• Exercise prompt
Would you transcribe all of the data exactly, down to the last character?

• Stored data
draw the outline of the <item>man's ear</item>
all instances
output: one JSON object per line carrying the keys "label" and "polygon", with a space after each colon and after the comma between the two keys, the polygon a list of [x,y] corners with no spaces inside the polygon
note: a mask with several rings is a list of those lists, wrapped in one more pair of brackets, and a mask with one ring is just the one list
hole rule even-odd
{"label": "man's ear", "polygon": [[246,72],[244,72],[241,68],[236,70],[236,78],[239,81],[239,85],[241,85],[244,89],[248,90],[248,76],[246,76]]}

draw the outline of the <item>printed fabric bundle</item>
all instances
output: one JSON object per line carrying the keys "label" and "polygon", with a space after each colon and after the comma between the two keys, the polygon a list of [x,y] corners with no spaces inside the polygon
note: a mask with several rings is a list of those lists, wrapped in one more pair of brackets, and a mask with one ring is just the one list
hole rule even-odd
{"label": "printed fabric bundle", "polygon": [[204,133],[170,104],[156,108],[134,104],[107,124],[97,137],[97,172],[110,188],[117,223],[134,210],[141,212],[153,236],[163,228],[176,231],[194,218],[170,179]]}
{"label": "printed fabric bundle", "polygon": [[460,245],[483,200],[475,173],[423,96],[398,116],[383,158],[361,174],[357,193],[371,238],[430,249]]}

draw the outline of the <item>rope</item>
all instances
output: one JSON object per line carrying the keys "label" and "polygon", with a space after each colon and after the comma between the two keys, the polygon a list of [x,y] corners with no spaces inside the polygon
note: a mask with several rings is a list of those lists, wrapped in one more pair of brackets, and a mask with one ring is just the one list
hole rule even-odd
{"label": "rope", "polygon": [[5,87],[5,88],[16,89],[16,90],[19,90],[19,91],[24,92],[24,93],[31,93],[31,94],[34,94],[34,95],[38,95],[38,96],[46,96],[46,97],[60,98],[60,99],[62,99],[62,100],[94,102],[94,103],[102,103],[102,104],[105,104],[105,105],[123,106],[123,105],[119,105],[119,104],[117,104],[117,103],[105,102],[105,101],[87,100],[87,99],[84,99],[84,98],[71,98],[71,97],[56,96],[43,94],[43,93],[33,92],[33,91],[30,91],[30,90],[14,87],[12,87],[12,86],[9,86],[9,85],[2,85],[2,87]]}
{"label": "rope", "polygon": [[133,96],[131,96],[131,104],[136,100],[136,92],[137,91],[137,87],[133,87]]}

• Response for this exercise
draw the outline of the <item>man's ear</item>
all instances
output: one JSON object per line carrying the keys "label" and "polygon", with a space after each colon and after the comma between the two keys, the polygon a list of [x,y] corners with no spaces inside the polygon
note: a mask with several rings is a list of those lists, wrapped in one more pair of brackets, and a mask with one ring is just the one list
hole rule even-odd
{"label": "man's ear", "polygon": [[246,72],[244,72],[241,68],[236,70],[236,78],[239,81],[239,85],[241,85],[244,89],[248,90],[248,76],[246,76]]}

draw the outline of the <item>printed fabric bundle</item>
all instances
output: one JSON object per line carrying the keys "label" and "polygon", with a space after each colon and after the comma between the two keys, the polygon a list of [x,y] corners with no spaces inside the polygon
note: a mask with several rings is a list of those lists, wrapped in one more pair of brackets, and a mask with one ring is just the one list
hole rule even-odd
{"label": "printed fabric bundle", "polygon": [[204,133],[170,104],[156,108],[134,104],[107,124],[97,137],[97,172],[110,188],[117,223],[134,210],[141,212],[153,236],[163,228],[176,231],[194,218],[170,179]]}
{"label": "printed fabric bundle", "polygon": [[460,245],[483,200],[475,173],[423,96],[398,116],[383,158],[361,174],[357,193],[371,238],[430,249]]}

draw the outline of the <item>rope</item>
all instances
output: one JSON object per line carrying the keys "label" and "polygon", with a space after each colon and after the comma between the two keys, the polygon a list of [x,y] corners with no spaces inside the polygon
note: a mask with several rings is a list of those lists, wrapped in one more pair of brackets, and a mask with one ring is just the one list
hole rule even-odd
{"label": "rope", "polygon": [[5,87],[5,88],[16,89],[16,90],[19,90],[19,91],[24,92],[24,93],[31,93],[31,94],[34,94],[34,95],[38,95],[38,96],[46,96],[46,97],[60,98],[60,99],[62,99],[62,100],[94,102],[94,103],[102,103],[102,104],[105,104],[105,105],[123,106],[123,105],[119,105],[119,104],[117,104],[117,103],[105,102],[105,101],[87,100],[87,99],[84,99],[84,98],[71,98],[71,97],[56,96],[43,94],[43,93],[33,92],[33,91],[30,91],[30,90],[14,87],[12,87],[12,86],[9,86],[9,85],[2,85],[2,87]]}
{"label": "rope", "polygon": [[133,96],[131,96],[131,104],[136,100],[136,92],[137,91],[137,87],[133,87]]}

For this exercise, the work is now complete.